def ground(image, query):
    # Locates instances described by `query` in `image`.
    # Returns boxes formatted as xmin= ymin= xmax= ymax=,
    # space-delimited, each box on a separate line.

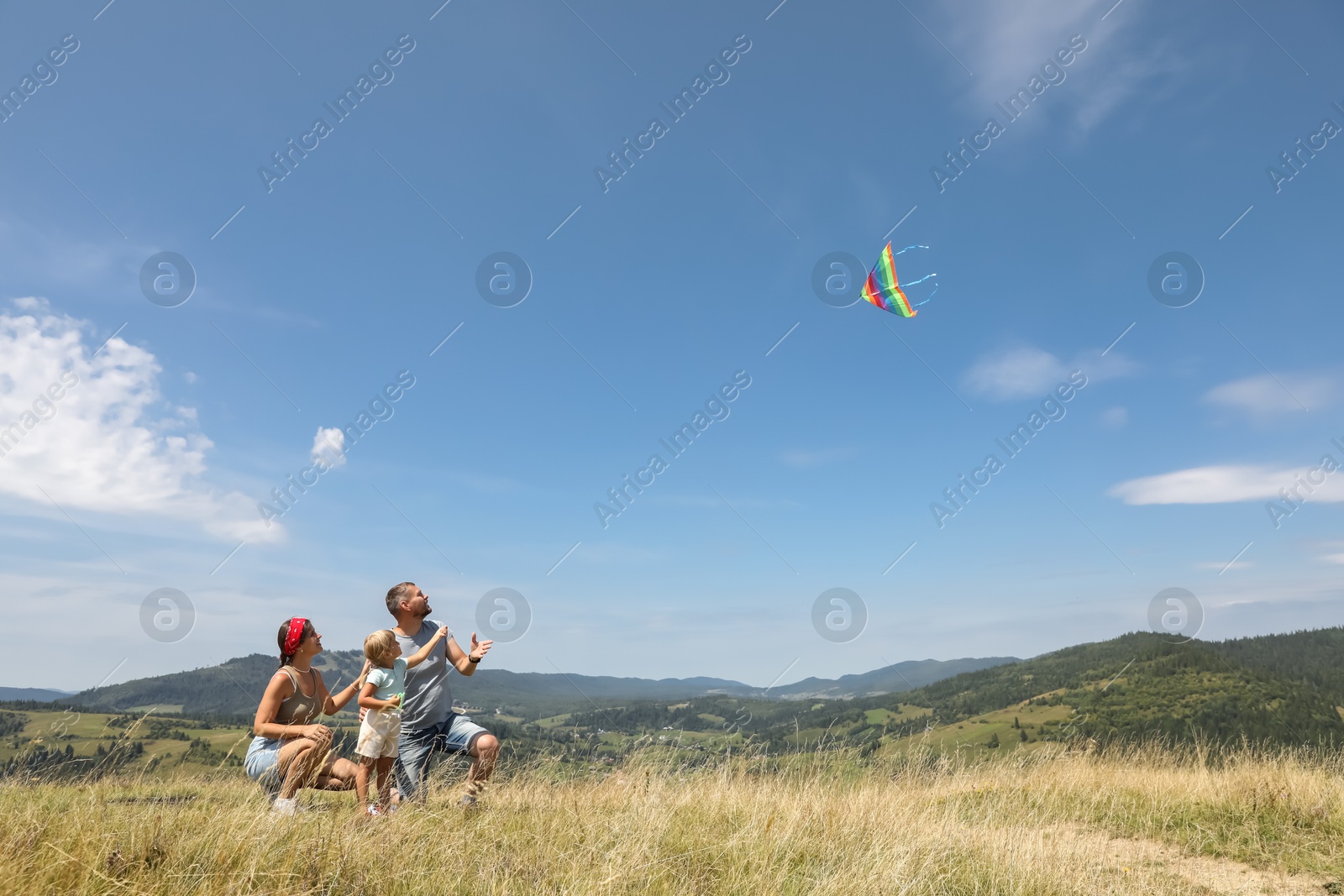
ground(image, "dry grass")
xmin=0 ymin=748 xmax=1344 ymax=896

## EXERCISE DETAILS
Write out the entries above again, replacing each "query" with "prompt" and keeping everything else the same. Leave out the pictures.

## RESULT OF THIS EXERCISE
def ground(image, prompt):
    # Locates instances described by `prompt` in `image`.
    # Returns boxes formatted as xmin= ymin= xmax= ymax=,
    # space-delimited, each box on a separate line.

ground(image, "dry grass")
xmin=0 ymin=748 xmax=1344 ymax=896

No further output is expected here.